• [ACTIVITY]: For every record beneath this instruction, give an exact repetition, omitting images.

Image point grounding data
++++++++++++++++++++

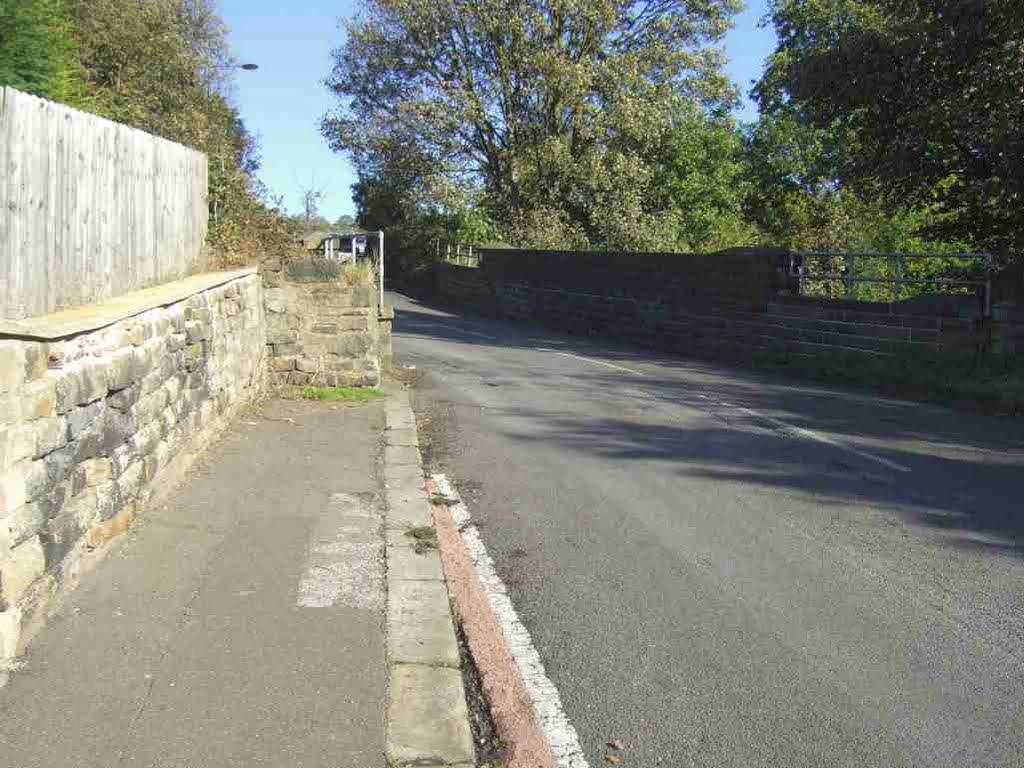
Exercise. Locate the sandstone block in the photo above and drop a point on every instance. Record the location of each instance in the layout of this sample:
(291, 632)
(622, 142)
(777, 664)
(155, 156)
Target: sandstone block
(49, 434)
(151, 407)
(10, 409)
(25, 564)
(282, 337)
(109, 501)
(287, 349)
(97, 471)
(25, 523)
(11, 366)
(351, 344)
(283, 364)
(130, 483)
(126, 398)
(39, 398)
(93, 383)
(122, 371)
(81, 419)
(13, 493)
(10, 632)
(198, 332)
(66, 391)
(139, 333)
(17, 441)
(107, 528)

++++++++++++++++++++

• [WRITTEN RESPONSE]:
Exercise. Locate the sandstone block in the photo above and drop a point on every instance. Record the location of each instance in the layout of this sample:
(291, 632)
(622, 142)
(777, 664)
(155, 156)
Target: sandstone block
(49, 434)
(151, 407)
(10, 409)
(25, 564)
(282, 337)
(109, 501)
(287, 349)
(97, 471)
(25, 523)
(11, 366)
(351, 344)
(283, 364)
(130, 483)
(126, 398)
(39, 398)
(93, 383)
(122, 371)
(81, 419)
(13, 493)
(10, 632)
(198, 332)
(66, 391)
(139, 333)
(17, 441)
(107, 528)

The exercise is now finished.